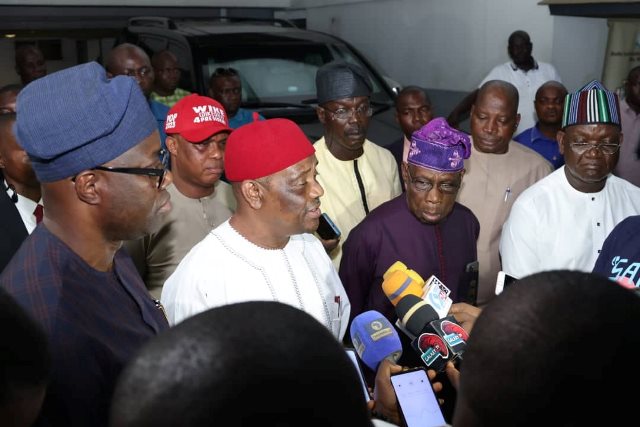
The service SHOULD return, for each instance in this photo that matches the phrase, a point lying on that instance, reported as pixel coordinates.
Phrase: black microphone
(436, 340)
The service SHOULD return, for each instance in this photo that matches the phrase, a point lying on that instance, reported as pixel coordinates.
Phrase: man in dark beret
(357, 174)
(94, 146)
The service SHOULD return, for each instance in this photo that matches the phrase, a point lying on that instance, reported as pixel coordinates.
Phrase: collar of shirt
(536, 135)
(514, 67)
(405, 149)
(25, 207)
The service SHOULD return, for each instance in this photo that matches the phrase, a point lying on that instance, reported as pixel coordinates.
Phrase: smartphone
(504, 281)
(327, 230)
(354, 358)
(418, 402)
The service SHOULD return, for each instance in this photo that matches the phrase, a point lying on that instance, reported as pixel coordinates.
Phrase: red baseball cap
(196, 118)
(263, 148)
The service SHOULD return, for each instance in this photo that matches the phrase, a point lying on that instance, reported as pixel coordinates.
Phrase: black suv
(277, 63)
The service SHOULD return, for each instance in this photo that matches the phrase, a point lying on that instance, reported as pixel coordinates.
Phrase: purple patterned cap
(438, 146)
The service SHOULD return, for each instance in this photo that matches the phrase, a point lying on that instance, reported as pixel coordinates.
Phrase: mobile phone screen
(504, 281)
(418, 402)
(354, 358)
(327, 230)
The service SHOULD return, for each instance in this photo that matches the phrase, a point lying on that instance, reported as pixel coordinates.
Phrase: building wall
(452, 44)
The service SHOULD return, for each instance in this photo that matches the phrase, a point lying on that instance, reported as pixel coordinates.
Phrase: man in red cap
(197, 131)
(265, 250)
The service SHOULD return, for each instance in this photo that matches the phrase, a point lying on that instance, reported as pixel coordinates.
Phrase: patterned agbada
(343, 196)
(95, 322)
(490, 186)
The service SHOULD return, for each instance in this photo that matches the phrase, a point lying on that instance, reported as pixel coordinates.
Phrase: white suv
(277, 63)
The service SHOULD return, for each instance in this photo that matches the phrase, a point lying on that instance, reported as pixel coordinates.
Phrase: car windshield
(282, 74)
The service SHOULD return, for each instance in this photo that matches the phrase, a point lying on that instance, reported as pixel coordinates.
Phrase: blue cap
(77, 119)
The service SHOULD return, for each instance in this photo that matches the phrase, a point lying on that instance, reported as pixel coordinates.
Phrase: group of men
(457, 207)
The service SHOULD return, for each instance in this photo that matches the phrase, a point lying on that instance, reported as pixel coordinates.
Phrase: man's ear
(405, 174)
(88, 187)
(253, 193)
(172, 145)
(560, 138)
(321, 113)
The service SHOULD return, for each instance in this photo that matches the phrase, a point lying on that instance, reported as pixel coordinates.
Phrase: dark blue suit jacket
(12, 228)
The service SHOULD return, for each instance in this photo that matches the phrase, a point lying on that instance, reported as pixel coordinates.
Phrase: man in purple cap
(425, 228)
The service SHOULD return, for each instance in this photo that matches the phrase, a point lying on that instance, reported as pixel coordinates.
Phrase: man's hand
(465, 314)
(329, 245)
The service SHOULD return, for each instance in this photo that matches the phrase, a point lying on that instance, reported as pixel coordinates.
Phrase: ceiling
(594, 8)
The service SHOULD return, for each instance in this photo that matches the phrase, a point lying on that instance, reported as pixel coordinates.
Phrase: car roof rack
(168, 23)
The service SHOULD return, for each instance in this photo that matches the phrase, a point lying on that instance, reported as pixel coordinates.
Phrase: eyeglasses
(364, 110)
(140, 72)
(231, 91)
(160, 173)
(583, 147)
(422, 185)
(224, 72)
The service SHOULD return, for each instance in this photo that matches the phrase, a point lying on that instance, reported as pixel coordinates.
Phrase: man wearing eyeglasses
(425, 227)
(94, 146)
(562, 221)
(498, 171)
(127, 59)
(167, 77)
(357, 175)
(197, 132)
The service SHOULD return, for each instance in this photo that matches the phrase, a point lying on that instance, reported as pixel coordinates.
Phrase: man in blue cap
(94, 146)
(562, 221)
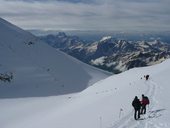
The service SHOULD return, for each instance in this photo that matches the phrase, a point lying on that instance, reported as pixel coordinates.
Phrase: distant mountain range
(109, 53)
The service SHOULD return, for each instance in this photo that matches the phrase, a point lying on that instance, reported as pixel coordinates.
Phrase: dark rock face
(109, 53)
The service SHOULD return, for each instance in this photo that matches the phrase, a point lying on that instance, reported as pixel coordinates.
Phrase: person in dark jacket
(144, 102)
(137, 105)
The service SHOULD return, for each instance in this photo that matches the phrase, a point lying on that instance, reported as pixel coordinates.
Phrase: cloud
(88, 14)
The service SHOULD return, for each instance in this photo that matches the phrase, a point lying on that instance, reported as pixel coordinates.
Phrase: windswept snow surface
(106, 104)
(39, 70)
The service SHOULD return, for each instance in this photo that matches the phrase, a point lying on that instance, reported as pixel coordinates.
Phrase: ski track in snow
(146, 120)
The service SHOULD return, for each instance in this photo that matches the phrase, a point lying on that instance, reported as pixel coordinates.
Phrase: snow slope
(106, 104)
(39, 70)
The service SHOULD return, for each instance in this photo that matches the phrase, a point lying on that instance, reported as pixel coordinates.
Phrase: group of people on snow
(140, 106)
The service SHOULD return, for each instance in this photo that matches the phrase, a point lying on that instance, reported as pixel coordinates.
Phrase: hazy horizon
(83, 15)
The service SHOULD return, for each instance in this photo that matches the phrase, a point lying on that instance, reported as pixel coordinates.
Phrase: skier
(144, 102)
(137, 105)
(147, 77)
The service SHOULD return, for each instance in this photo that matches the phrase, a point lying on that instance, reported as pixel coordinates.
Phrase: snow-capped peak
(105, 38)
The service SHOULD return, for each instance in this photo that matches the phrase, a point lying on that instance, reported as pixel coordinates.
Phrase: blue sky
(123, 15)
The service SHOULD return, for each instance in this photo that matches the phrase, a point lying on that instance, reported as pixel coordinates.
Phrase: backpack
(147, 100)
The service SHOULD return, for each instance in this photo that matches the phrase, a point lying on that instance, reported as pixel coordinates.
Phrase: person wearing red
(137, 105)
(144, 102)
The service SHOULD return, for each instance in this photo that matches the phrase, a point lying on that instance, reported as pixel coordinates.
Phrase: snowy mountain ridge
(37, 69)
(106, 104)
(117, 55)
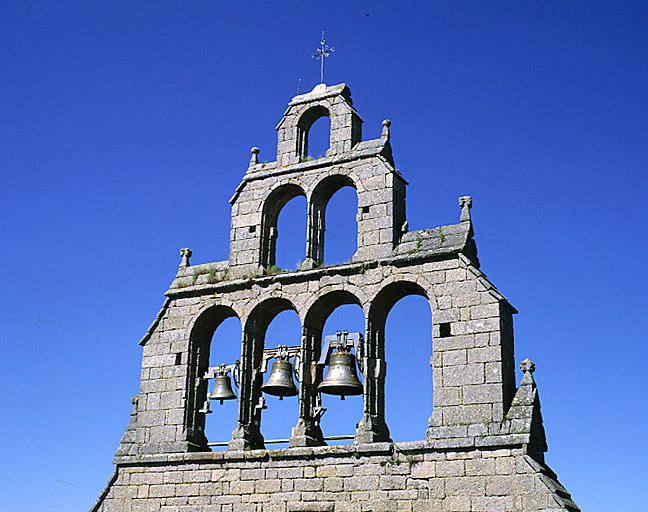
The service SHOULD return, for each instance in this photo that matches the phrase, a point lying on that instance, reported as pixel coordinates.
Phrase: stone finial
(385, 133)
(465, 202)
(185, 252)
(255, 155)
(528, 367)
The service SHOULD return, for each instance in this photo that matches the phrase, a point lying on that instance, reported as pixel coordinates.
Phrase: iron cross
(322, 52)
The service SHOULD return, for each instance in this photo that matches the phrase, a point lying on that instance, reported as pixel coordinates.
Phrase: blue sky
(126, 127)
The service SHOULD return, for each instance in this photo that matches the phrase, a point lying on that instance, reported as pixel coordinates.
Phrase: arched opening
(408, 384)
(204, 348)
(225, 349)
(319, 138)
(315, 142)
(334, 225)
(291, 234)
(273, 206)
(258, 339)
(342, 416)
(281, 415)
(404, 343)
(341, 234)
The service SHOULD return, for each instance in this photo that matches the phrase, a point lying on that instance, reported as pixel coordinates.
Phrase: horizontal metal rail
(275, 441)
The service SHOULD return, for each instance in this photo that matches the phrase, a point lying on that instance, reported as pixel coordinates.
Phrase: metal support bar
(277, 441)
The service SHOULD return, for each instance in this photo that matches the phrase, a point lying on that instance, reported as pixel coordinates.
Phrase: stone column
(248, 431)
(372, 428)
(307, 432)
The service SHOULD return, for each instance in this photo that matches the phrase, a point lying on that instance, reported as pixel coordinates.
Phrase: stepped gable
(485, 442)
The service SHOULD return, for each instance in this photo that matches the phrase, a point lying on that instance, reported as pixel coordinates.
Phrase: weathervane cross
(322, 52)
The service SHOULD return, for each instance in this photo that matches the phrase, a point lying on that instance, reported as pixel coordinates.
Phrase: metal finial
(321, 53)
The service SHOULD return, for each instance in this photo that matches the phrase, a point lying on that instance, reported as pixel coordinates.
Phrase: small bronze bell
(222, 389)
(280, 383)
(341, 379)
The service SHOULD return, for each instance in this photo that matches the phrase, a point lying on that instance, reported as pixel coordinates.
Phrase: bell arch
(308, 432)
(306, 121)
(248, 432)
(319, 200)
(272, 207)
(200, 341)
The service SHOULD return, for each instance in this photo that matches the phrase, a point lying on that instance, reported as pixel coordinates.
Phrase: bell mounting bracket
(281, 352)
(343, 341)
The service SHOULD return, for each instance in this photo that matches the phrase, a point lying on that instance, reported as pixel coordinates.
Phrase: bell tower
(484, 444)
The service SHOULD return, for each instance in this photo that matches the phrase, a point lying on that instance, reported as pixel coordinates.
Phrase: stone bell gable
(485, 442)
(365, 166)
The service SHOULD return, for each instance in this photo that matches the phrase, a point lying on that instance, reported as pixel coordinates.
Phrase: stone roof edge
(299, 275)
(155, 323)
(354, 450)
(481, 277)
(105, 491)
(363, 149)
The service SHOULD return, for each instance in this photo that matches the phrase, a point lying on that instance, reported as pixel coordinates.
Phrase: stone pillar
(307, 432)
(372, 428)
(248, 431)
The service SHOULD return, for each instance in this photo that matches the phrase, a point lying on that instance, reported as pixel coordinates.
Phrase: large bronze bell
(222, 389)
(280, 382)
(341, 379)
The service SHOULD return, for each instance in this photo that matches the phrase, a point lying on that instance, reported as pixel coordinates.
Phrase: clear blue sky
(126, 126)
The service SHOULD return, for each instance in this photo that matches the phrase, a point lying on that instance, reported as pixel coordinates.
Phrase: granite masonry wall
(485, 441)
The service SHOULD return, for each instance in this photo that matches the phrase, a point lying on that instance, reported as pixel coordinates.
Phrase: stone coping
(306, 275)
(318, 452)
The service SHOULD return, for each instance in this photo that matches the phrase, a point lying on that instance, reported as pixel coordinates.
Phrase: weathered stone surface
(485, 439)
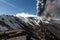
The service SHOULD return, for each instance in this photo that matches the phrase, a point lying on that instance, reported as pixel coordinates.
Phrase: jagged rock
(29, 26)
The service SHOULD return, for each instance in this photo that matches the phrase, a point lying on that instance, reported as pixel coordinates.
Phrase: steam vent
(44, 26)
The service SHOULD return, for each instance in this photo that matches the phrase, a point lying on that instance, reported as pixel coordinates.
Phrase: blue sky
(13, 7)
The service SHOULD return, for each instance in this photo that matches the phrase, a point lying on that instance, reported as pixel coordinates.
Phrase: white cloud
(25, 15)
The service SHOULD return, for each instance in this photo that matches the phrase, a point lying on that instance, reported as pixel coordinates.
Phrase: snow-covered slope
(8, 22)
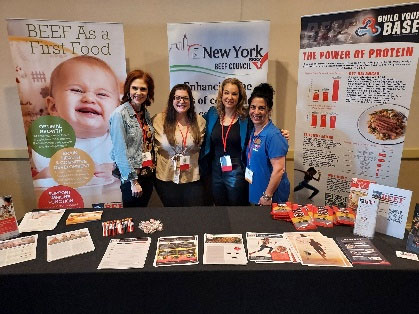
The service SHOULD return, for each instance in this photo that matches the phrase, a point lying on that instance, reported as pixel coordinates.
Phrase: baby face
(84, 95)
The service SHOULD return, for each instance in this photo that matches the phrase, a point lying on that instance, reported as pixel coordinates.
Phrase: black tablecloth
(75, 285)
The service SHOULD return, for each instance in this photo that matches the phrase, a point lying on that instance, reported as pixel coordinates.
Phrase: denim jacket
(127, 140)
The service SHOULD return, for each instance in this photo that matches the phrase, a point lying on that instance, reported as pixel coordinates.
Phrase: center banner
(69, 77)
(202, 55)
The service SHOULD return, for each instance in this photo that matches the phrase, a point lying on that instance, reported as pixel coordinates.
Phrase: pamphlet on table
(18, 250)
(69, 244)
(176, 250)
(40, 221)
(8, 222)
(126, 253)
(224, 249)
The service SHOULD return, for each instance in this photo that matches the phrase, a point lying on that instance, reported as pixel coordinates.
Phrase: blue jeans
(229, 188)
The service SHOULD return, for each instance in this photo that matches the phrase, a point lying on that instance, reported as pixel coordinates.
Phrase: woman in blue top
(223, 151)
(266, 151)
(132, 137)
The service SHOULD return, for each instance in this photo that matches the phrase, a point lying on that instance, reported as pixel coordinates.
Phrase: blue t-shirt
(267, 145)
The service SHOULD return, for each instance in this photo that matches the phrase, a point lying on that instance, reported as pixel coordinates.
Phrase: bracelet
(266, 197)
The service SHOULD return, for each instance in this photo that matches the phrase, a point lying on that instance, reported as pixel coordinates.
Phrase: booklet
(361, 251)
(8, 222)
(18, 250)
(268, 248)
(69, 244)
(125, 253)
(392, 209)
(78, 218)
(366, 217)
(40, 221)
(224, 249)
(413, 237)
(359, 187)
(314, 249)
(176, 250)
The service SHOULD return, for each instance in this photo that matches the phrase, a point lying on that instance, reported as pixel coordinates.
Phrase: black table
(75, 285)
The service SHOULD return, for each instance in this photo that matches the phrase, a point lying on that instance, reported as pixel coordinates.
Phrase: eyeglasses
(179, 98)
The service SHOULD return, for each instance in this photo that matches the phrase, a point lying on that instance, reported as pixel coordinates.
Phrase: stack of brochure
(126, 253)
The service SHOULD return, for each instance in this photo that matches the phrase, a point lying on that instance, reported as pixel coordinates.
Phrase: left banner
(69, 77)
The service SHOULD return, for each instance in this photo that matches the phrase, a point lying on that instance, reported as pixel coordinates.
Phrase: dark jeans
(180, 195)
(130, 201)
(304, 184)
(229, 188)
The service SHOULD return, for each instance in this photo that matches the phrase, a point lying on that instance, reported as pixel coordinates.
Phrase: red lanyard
* * * * * * * * *
Set down exactly, and only, the lines of the data above from the line containing "Phrase: booklet" through the last one.

Phrase: booklet
(361, 251)
(8, 222)
(18, 250)
(268, 248)
(69, 244)
(125, 253)
(392, 209)
(78, 218)
(366, 217)
(40, 221)
(224, 249)
(413, 237)
(359, 187)
(314, 249)
(176, 250)
The service SHOULD return, for each instance in this photo that matches the phrase, a point lying on that instance, reported as pixel coordinates.
Phrase: black table
(75, 285)
The service SHOULD return, for each instance in this photo that matches the phrase, a point lying on that instance, reported as pixel coordinates.
Phrase: eyeglasses
(179, 98)
The service SHOULD return, for each instance in this photo that matches the phrase, a point lying on that instance, reported as pixel coordinates.
Phrase: stack of brochure
(126, 253)
The service SHOULD return, for each instance in this photo that matches the phrase, a point lying on that instance, reported as pixel coordinates.
Phrase: left banner
(69, 77)
The service SHOULD return, for each instance in this photo that matches the phrase, a point lying on that instance, reported as pixel coordinates.
Phrase: dark jeans
(180, 195)
(130, 201)
(304, 184)
(229, 188)
The service SHOULD return, for each instance in this photo that matches the phrase, a point lying on that instance, reported as pixel coordinates.
Phrase: red lanyard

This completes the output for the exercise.